Identify all lines of the data containing the string "small" and copy them.

____

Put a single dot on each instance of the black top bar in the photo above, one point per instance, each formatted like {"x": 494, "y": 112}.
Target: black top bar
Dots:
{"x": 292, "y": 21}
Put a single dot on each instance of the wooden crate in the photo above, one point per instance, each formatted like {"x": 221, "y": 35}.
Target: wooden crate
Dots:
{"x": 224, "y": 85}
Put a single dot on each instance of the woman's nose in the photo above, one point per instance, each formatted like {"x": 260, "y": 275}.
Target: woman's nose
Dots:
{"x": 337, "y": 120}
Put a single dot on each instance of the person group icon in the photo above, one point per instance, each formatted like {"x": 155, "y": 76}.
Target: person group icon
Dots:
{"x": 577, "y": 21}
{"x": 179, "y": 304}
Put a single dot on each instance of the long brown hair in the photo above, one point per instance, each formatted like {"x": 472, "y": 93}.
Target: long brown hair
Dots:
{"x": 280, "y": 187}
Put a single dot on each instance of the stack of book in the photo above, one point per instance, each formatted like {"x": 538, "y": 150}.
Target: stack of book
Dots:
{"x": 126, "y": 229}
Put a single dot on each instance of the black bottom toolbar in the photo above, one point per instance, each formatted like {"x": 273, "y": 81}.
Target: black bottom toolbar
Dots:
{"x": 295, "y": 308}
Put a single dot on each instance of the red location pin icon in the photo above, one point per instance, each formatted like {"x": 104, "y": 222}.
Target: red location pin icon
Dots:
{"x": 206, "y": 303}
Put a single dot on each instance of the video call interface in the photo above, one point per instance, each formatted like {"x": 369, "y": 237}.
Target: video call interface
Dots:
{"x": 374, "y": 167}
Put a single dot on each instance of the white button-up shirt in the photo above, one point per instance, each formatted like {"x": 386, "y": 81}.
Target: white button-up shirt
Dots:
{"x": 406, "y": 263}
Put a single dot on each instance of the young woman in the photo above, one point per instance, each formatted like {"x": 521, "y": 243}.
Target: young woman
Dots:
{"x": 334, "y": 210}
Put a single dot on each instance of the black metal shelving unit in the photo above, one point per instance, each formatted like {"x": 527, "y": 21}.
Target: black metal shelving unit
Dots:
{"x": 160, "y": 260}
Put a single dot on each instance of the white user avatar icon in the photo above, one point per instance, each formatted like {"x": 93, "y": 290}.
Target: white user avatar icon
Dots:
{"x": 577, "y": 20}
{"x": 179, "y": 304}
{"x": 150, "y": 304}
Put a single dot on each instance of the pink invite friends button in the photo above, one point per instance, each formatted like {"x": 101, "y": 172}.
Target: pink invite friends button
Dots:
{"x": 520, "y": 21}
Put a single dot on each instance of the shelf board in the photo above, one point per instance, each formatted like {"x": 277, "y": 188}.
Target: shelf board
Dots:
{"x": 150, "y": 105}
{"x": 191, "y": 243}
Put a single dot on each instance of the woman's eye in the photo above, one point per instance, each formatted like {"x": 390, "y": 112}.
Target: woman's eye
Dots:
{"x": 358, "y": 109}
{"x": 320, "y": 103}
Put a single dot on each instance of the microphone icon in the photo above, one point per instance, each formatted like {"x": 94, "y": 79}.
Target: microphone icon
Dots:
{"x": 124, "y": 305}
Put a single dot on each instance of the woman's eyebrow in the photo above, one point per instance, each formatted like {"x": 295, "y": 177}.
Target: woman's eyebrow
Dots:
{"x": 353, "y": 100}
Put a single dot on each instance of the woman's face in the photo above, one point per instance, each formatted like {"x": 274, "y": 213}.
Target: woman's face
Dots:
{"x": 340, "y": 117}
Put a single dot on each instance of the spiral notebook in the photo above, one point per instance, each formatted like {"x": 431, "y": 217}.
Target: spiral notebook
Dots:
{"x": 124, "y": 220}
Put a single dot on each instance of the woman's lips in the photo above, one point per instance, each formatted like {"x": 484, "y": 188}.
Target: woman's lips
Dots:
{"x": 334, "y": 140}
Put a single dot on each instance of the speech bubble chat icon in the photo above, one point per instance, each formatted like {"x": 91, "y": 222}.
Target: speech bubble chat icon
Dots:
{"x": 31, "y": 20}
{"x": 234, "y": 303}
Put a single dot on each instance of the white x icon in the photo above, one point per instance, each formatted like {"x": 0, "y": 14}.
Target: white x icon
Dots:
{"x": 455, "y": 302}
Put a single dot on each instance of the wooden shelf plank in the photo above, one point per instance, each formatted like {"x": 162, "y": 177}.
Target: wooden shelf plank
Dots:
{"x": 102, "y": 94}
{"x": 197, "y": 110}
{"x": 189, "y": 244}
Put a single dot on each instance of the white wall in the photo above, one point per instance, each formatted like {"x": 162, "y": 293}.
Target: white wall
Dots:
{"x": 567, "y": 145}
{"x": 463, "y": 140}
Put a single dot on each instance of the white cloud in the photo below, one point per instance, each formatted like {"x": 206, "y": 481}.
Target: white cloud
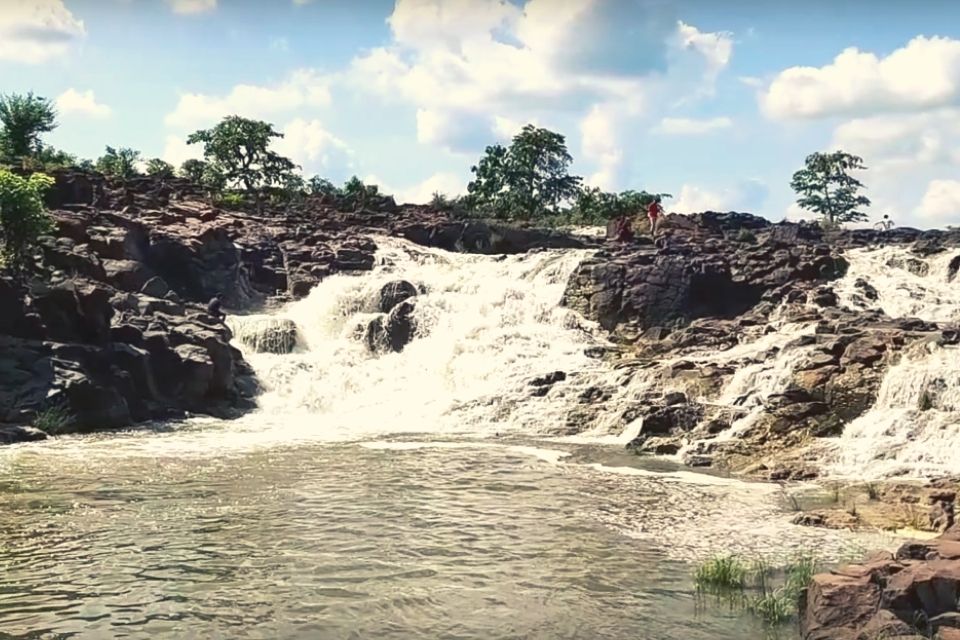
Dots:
{"x": 601, "y": 145}
{"x": 692, "y": 126}
{"x": 315, "y": 149}
{"x": 448, "y": 184}
{"x": 923, "y": 74}
{"x": 192, "y": 7}
{"x": 176, "y": 150}
{"x": 34, "y": 31}
{"x": 85, "y": 103}
{"x": 304, "y": 88}
{"x": 747, "y": 196}
{"x": 941, "y": 202}
{"x": 473, "y": 68}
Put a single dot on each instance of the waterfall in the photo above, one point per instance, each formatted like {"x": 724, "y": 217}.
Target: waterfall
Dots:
{"x": 484, "y": 328}
{"x": 913, "y": 428}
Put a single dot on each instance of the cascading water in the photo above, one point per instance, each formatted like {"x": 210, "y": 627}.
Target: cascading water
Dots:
{"x": 484, "y": 328}
{"x": 914, "y": 426}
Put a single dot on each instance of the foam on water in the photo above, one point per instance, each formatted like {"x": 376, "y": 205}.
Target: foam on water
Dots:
{"x": 485, "y": 327}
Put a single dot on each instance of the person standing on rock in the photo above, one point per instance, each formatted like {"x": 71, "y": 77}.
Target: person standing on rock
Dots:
{"x": 624, "y": 231}
{"x": 213, "y": 308}
{"x": 654, "y": 211}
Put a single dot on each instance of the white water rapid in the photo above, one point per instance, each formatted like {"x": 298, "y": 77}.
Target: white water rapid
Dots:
{"x": 913, "y": 429}
{"x": 487, "y": 327}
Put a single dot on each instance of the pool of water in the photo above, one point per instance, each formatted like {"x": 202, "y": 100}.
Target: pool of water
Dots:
{"x": 184, "y": 533}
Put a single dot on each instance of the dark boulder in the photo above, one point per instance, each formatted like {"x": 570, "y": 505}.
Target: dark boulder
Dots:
{"x": 393, "y": 293}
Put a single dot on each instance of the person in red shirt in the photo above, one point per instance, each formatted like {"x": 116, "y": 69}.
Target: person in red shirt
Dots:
{"x": 654, "y": 211}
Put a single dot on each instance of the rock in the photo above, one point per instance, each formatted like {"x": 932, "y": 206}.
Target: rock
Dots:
{"x": 268, "y": 334}
{"x": 393, "y": 293}
{"x": 12, "y": 434}
{"x": 400, "y": 326}
{"x": 548, "y": 379}
{"x": 155, "y": 287}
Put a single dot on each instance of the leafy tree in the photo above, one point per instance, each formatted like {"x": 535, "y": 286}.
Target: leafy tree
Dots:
{"x": 119, "y": 163}
{"x": 321, "y": 187}
{"x": 826, "y": 187}
{"x": 193, "y": 169}
{"x": 528, "y": 179}
{"x": 240, "y": 147}
{"x": 24, "y": 119}
{"x": 23, "y": 216}
{"x": 158, "y": 168}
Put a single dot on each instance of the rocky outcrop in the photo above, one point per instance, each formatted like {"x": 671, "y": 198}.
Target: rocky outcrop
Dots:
{"x": 703, "y": 266}
{"x": 913, "y": 593}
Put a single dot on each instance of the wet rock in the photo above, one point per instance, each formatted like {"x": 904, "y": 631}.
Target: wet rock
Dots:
{"x": 12, "y": 434}
{"x": 393, "y": 293}
{"x": 268, "y": 335}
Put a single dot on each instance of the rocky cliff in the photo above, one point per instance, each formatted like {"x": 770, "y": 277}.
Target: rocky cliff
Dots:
{"x": 111, "y": 327}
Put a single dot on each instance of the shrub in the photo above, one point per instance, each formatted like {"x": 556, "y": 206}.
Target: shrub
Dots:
{"x": 721, "y": 572}
{"x": 54, "y": 419}
{"x": 23, "y": 216}
{"x": 157, "y": 168}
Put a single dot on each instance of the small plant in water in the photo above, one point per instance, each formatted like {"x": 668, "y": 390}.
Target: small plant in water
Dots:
{"x": 721, "y": 572}
{"x": 53, "y": 419}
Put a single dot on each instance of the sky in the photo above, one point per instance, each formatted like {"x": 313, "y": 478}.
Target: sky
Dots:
{"x": 716, "y": 102}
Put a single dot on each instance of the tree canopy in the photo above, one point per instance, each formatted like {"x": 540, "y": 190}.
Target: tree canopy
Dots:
{"x": 23, "y": 215}
{"x": 529, "y": 178}
{"x": 119, "y": 163}
{"x": 240, "y": 149}
{"x": 25, "y": 118}
{"x": 825, "y": 187}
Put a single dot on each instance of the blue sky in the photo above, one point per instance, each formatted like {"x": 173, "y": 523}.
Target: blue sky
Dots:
{"x": 715, "y": 102}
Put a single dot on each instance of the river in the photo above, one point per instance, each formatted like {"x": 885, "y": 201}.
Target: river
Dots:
{"x": 423, "y": 494}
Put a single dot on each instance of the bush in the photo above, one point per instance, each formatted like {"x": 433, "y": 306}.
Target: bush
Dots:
{"x": 54, "y": 419}
{"x": 231, "y": 199}
{"x": 157, "y": 168}
{"x": 721, "y": 572}
{"x": 23, "y": 216}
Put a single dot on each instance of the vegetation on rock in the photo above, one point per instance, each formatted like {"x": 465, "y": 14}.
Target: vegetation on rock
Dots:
{"x": 826, "y": 187}
{"x": 23, "y": 216}
{"x": 25, "y": 118}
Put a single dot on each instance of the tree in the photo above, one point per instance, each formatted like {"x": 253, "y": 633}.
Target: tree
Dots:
{"x": 318, "y": 186}
{"x": 24, "y": 119}
{"x": 157, "y": 168}
{"x": 528, "y": 179}
{"x": 193, "y": 169}
{"x": 240, "y": 147}
{"x": 119, "y": 163}
{"x": 826, "y": 187}
{"x": 23, "y": 216}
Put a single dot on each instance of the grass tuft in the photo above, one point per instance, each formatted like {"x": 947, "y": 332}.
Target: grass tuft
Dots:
{"x": 721, "y": 573}
{"x": 53, "y": 419}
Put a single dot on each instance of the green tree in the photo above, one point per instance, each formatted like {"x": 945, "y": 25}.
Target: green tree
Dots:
{"x": 318, "y": 186}
{"x": 23, "y": 216}
{"x": 240, "y": 147}
{"x": 24, "y": 119}
{"x": 119, "y": 163}
{"x": 528, "y": 179}
{"x": 825, "y": 187}
{"x": 158, "y": 168}
{"x": 193, "y": 170}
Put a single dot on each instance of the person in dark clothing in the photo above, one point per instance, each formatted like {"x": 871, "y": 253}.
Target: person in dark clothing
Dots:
{"x": 213, "y": 308}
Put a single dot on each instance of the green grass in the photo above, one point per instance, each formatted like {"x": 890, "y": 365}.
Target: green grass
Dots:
{"x": 721, "y": 572}
{"x": 776, "y": 592}
{"x": 53, "y": 419}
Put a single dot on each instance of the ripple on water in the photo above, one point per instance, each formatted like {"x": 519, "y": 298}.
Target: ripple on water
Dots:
{"x": 444, "y": 540}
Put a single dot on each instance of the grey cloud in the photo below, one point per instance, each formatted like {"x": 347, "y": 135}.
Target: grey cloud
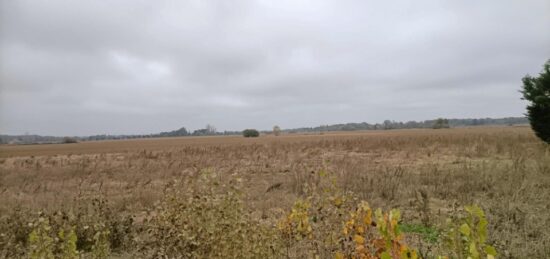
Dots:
{"x": 90, "y": 67}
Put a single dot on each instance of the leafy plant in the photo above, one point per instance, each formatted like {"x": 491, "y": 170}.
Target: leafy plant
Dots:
{"x": 536, "y": 90}
{"x": 467, "y": 237}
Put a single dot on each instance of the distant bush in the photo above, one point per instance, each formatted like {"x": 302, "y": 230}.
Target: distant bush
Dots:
{"x": 276, "y": 130}
{"x": 251, "y": 133}
{"x": 441, "y": 124}
{"x": 68, "y": 140}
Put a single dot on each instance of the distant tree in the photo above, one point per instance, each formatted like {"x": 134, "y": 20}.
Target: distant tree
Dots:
{"x": 536, "y": 90}
{"x": 276, "y": 130}
{"x": 441, "y": 124}
{"x": 251, "y": 133}
{"x": 210, "y": 129}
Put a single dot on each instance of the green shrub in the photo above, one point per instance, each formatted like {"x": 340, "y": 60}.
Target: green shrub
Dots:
{"x": 251, "y": 133}
{"x": 536, "y": 90}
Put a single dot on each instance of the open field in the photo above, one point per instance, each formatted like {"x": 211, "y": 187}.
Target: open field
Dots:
{"x": 428, "y": 174}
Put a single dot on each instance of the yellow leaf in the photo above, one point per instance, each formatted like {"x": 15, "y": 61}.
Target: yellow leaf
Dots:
{"x": 359, "y": 239}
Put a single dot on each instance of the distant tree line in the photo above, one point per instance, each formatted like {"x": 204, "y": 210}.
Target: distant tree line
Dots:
{"x": 427, "y": 124}
{"x": 210, "y": 130}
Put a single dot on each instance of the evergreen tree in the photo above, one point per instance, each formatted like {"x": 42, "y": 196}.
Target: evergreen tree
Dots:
{"x": 536, "y": 90}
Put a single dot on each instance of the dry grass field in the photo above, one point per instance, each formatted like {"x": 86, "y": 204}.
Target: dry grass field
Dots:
{"x": 126, "y": 185}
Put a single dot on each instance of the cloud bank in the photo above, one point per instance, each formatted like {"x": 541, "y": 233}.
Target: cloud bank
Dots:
{"x": 124, "y": 67}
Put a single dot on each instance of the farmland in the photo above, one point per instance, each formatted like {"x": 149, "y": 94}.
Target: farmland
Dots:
{"x": 429, "y": 175}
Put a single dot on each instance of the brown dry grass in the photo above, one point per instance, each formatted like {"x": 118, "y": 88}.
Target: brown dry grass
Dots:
{"x": 425, "y": 173}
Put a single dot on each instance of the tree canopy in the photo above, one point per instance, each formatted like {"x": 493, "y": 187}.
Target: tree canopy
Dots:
{"x": 536, "y": 90}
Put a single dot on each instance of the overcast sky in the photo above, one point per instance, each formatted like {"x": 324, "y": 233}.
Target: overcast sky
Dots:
{"x": 125, "y": 67}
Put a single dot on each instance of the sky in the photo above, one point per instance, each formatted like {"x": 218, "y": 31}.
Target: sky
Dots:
{"x": 135, "y": 67}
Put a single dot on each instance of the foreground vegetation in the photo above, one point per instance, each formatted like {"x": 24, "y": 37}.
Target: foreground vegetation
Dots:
{"x": 287, "y": 199}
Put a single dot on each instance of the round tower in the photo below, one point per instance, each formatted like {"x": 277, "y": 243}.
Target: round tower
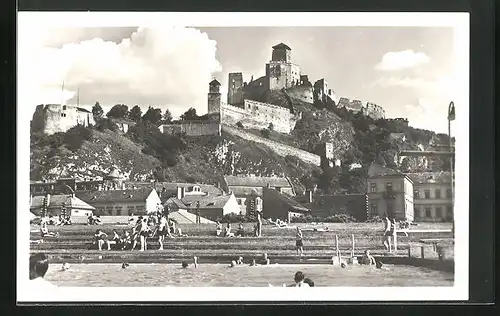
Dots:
{"x": 214, "y": 97}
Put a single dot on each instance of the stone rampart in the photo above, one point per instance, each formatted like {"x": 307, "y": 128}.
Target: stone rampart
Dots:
{"x": 281, "y": 149}
{"x": 192, "y": 128}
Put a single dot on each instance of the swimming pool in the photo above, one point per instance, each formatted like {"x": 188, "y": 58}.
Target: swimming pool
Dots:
{"x": 145, "y": 275}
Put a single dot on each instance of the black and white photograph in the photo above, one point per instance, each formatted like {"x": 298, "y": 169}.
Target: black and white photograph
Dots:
{"x": 230, "y": 156}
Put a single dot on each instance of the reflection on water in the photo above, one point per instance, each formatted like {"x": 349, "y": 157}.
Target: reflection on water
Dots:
{"x": 221, "y": 275}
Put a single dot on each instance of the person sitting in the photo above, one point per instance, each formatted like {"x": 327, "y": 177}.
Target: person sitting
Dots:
{"x": 367, "y": 258}
{"x": 299, "y": 280}
{"x": 125, "y": 240}
{"x": 239, "y": 261}
{"x": 265, "y": 260}
{"x": 65, "y": 266}
{"x": 44, "y": 230}
{"x": 241, "y": 231}
{"x": 101, "y": 238}
{"x": 309, "y": 281}
{"x": 39, "y": 264}
{"x": 228, "y": 232}
{"x": 218, "y": 229}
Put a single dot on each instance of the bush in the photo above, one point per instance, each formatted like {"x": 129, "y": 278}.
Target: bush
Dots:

____

Task output ::
Put a single dot on each instance of the small plant in water in the photo above, one point per instance, each formatted like {"x": 668, "y": 390}.
Target: small plant in water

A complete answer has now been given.